Continue the blog entries below, about a documentary on Kublai Khan's lost fleet and an airport homecoming in Taiwan, starting after their final sentence.

**Passage provided:**
+++++

Cabin - with fashionable feeling!

Party 50 - Flying Angel of Elegant, Nimble and Beautiful. At least they punctuated correctly.

Wednesday, August 6, 2008

Mid-week mediocrity and Mongol invasions

It's Wednesday evening and I'm half-way through the week. During my lunchbreak (does that last word need to be hyphenated or can it stand as a compound noun?) I managed to watch a documentary about the mysterious disappearance of Kublai Khan's fleet off the Japanese coast during the attempted Mongol invasion of Japan. I had heard of this historical episode before and remembered something about a divine wind "Kami-kaze" destroying the Mongol fleet or blowing it away and out to sea. A quick precis of the explanation provided by the documentary Kublai Khan's Lost Fleet: The Mongol's did attempt to land on the coast of the Japanese island of Takeshima but were repelled by Samurai. The general in charge of the invasion was caught between a rock and a hard place, being unable to return to Japan in defeat but fearful of being slaughtered by the Japanese samurai, and so vacillated off shore somewhere until a couple of weeks later a typhoon came along and smashed most of the fleet. The Mongols/Chinese were the master ship-builders of the age and properly built ocean-going Chinese vessels would have withstood the typhoon. However, Kublai Khan had been hasty in his move to invasion and used many river-boats to build his invasion fleet. These river boats would have capsized in the rough seas. Also, the invasion armada was constructed in large part by conscripted (slave) labourers whose country had recently been hijacked by the Mongol invaders and so were none too keen to perform at their best by constructing good, solid warships with which the khan could further his ambitions of world conquest. They built shoddy ships of which many perished in the typhoon. The documentary followed the trail of evidence recruited by the principal investigator in support of the explanation for the fleet's disappearance. The explanation evolved over many, many years of research and marine archaeology.

Back in the real world, I am getting my class into shape for the graduation show on Sunday morning. Ho hum.

Monday, August 4, 2008

Life goes on

Andrea has been away in Canada for the last two-and-a-half weeks and she returned to Taiwan safe and sound on Saturday. I took a special shuttle bus to Kaohsiung airport to meet when she walked through those doors in the arrival section. Those doors are magical doors. They are the real barrier that separate the departed from the departee. The moment that the traveller walks through those doors is the moment that they rejoin the people in the country in which they have arrived. They are also the barrier beyond which freedom lies; freedom to do what you want in the country to which you have come.

+++++

**Information given:**
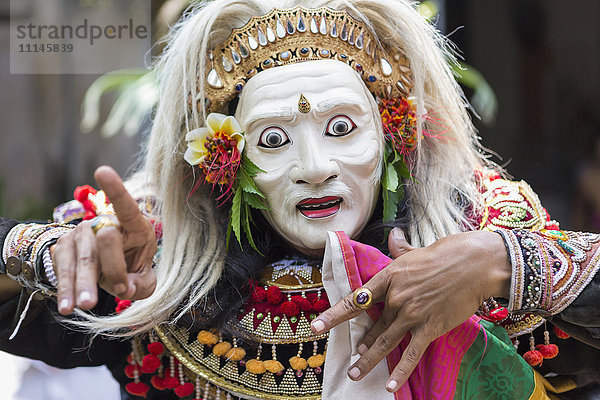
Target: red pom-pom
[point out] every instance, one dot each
(258, 294)
(498, 314)
(274, 295)
(302, 302)
(171, 382)
(137, 389)
(560, 333)
(156, 348)
(129, 370)
(289, 308)
(150, 364)
(547, 350)
(320, 305)
(158, 382)
(184, 390)
(122, 305)
(533, 357)
(89, 215)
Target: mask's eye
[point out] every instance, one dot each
(273, 137)
(340, 125)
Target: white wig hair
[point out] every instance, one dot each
(193, 247)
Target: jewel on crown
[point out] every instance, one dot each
(299, 34)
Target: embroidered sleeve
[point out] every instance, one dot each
(550, 267)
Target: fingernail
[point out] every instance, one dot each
(362, 349)
(120, 288)
(392, 385)
(318, 325)
(64, 304)
(354, 373)
(84, 297)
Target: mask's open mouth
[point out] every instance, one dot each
(319, 208)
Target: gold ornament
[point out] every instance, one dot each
(303, 104)
(206, 337)
(300, 34)
(221, 348)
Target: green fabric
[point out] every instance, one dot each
(499, 374)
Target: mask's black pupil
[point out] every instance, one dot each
(340, 127)
(273, 139)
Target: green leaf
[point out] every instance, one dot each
(234, 219)
(390, 203)
(255, 201)
(250, 167)
(402, 169)
(390, 178)
(246, 225)
(228, 232)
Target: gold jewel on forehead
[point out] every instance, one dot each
(303, 104)
(299, 34)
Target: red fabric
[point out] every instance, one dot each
(547, 350)
(259, 294)
(320, 305)
(436, 374)
(158, 382)
(184, 390)
(156, 348)
(171, 382)
(533, 357)
(129, 370)
(150, 364)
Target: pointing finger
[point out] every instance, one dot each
(346, 309)
(410, 358)
(125, 206)
(397, 243)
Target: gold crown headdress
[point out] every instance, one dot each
(299, 34)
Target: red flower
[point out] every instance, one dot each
(137, 389)
(156, 348)
(302, 302)
(533, 357)
(289, 308)
(274, 295)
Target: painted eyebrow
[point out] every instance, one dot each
(284, 113)
(350, 101)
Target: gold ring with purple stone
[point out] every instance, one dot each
(363, 298)
(104, 221)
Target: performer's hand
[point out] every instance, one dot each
(120, 261)
(427, 292)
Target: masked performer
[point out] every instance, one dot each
(286, 140)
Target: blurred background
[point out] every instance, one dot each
(531, 71)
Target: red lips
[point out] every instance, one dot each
(319, 207)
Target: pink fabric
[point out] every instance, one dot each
(435, 375)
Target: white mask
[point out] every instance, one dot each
(322, 167)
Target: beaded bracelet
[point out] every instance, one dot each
(23, 252)
(48, 269)
(547, 268)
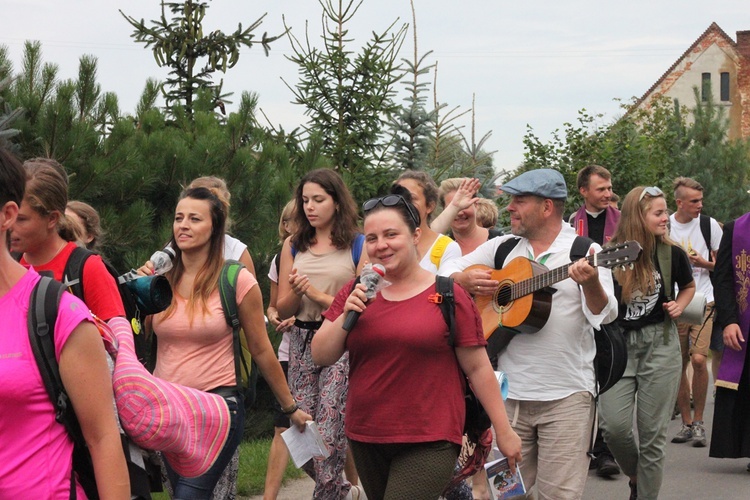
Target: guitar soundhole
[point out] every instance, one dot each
(502, 296)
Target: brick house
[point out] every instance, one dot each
(716, 59)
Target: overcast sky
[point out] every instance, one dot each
(530, 62)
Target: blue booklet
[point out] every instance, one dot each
(503, 482)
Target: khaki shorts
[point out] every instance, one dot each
(696, 338)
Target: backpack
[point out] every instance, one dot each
(438, 249)
(357, 244)
(245, 368)
(73, 279)
(42, 316)
(477, 421)
(478, 440)
(611, 357)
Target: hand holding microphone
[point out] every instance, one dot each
(372, 278)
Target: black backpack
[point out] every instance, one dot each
(611, 349)
(43, 308)
(73, 279)
(477, 421)
(245, 368)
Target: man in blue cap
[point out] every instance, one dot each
(551, 372)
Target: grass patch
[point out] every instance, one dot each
(253, 464)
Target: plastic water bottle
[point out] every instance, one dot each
(162, 260)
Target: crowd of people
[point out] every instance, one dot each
(387, 389)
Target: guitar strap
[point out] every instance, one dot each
(503, 250)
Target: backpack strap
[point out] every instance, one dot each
(42, 316)
(705, 223)
(357, 244)
(444, 288)
(438, 249)
(503, 250)
(664, 257)
(580, 248)
(228, 293)
(73, 272)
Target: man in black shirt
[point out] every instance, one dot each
(598, 220)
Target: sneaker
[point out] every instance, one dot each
(685, 435)
(699, 435)
(606, 466)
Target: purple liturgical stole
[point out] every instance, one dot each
(581, 222)
(733, 361)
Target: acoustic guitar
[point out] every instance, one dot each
(523, 300)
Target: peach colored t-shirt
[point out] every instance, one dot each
(198, 355)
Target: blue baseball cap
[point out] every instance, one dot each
(544, 182)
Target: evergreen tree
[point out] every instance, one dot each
(413, 126)
(348, 96)
(179, 43)
(7, 114)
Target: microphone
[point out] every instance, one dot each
(371, 277)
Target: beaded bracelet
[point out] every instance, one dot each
(290, 410)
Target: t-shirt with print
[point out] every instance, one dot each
(36, 452)
(100, 292)
(197, 352)
(648, 310)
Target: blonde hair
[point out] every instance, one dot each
(47, 192)
(91, 222)
(486, 212)
(207, 278)
(684, 182)
(632, 226)
(448, 186)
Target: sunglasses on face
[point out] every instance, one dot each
(652, 191)
(392, 200)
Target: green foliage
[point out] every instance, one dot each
(348, 96)
(413, 126)
(252, 472)
(179, 43)
(652, 147)
(132, 169)
(720, 165)
(7, 114)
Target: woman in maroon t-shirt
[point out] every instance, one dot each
(405, 440)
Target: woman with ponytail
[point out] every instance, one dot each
(194, 345)
(46, 237)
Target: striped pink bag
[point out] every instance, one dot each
(188, 426)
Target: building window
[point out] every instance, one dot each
(725, 86)
(705, 86)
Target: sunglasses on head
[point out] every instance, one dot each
(652, 191)
(391, 200)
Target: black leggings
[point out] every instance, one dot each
(404, 470)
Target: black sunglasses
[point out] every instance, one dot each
(391, 200)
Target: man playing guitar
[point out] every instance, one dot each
(550, 402)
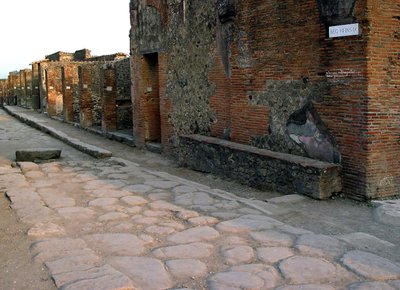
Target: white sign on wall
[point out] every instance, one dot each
(344, 30)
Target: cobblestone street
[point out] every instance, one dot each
(117, 224)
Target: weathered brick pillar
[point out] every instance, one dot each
(19, 89)
(85, 104)
(363, 105)
(35, 86)
(28, 88)
(54, 91)
(68, 73)
(109, 97)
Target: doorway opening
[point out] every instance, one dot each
(151, 98)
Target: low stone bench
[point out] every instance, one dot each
(37, 154)
(260, 168)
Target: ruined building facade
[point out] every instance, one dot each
(267, 74)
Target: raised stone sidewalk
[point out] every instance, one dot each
(112, 224)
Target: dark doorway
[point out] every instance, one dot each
(151, 98)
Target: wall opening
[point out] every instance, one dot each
(151, 97)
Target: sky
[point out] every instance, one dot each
(32, 29)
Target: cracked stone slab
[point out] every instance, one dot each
(370, 286)
(58, 201)
(197, 234)
(103, 201)
(164, 205)
(134, 200)
(28, 166)
(306, 270)
(45, 230)
(188, 251)
(203, 221)
(194, 198)
(363, 241)
(159, 230)
(33, 154)
(234, 255)
(145, 273)
(248, 223)
(162, 184)
(111, 216)
(272, 238)
(371, 266)
(116, 244)
(271, 255)
(306, 287)
(252, 276)
(320, 245)
(76, 213)
(57, 245)
(99, 278)
(186, 268)
(387, 212)
(79, 262)
(187, 214)
(138, 188)
(109, 192)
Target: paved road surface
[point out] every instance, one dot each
(120, 224)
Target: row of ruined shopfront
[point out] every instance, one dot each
(77, 88)
(270, 81)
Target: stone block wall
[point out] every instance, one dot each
(276, 82)
(261, 168)
(3, 91)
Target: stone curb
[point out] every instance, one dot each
(76, 143)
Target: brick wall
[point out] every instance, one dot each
(227, 70)
(54, 89)
(109, 98)
(85, 93)
(382, 141)
(35, 86)
(70, 87)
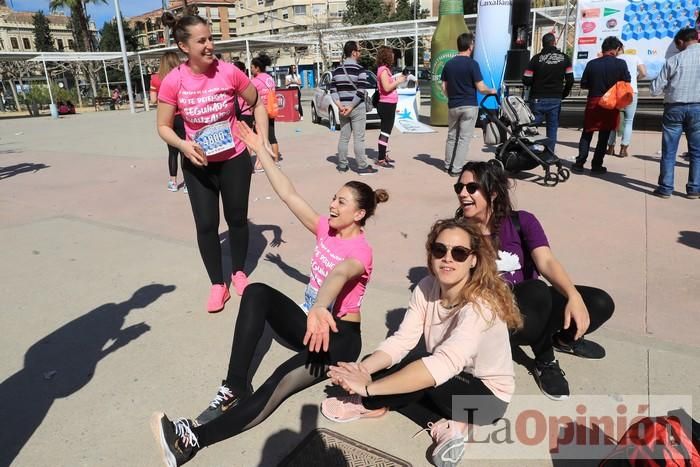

+++++

**Task output:**
I kept myself very busy while Andrea was away. I managed to get through the second book of the Lord of the Rings Trilogy. I managed to take care of a lot of little chores I had had on the back burner for a while.

Going back to work today was not easy. It felt as though I had also been away and was about to have my first day back at work after a long break. I was exceptionally tired on the weekend and managed to exhaust myself in the last three weeks at work and out of work.

I was going to ramble here about the (thus far) hypothetical relationship between the french word for goat, "chevre", and the English words "chevron" and Chevrolet. Apparently it has something to do with the shape of goats' hind-legs. The name of the motor company Chevrolet derives from its founder, Louis Chevrolet. The family name Chevrolet is supposedly either a corruption of the French "goats' milk" or roughly translates as "little mountain goat".

I found a website last night that made me happy. On this site you can watch over 600 documentaries. Strangely there are no or few ads and you don't have to register or install a special player or anything. It is almost too good to be true. And the site contains links to some very good documentaries. I saw "The Fog of War" listed there somewhere and I remember watching that one in the Luna Cinema in Perth many moons ago. Anyway, before bed I managed to squeeze in a filmed lecture about evolution and butterfly wing patterning with implications drawn to human evolution. I'm very happy to have so many documentaries to watch.